Data entries

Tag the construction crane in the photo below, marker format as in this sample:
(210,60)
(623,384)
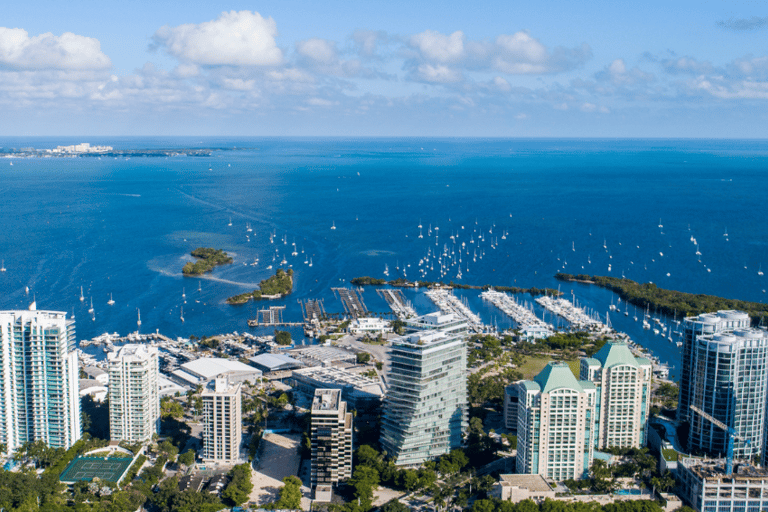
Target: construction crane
(731,437)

## EXERCISE OBJECTIVE
Rewrite every line of the records above as a numbered list with the blank lines and the pictures left out.

## CORRECT RESULT
1. Tag the construction crane in the photo below, marker format as in this sample:
2. (210,60)
3. (623,384)
4. Target: construction crane
5. (731,437)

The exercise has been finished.